Format the data below as a JSON array of strings, one string per line, and omit any blank lines.

_Supplied data_
_ _ _ _ _ _ _
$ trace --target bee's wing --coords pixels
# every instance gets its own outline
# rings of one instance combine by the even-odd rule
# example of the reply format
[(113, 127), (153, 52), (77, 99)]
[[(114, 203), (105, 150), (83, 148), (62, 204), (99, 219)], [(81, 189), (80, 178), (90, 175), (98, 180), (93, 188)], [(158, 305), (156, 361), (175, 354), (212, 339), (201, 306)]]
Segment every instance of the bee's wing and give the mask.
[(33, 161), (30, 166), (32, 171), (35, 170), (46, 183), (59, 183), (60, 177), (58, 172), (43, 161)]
_ _ _ _ _ _ _
_Exercise response_
[
  "$ trace --target bee's wing --coords pixels",
  "# every instance gets its own outline",
  "# rings of one instance combine by the even-odd rule",
  "# example of the reply format",
  "[(113, 127), (153, 52), (77, 99)]",
  "[[(114, 203), (105, 150), (83, 148), (62, 204), (99, 219)], [(81, 189), (80, 178), (90, 175), (98, 180), (93, 188)], [(158, 305), (156, 361), (175, 354), (212, 339), (201, 306)]]",
  "Segment every instance of the bee's wing and give the mask.",
  "[(33, 161), (30, 166), (32, 171), (35, 170), (46, 183), (59, 183), (60, 177), (58, 172), (43, 161)]"
]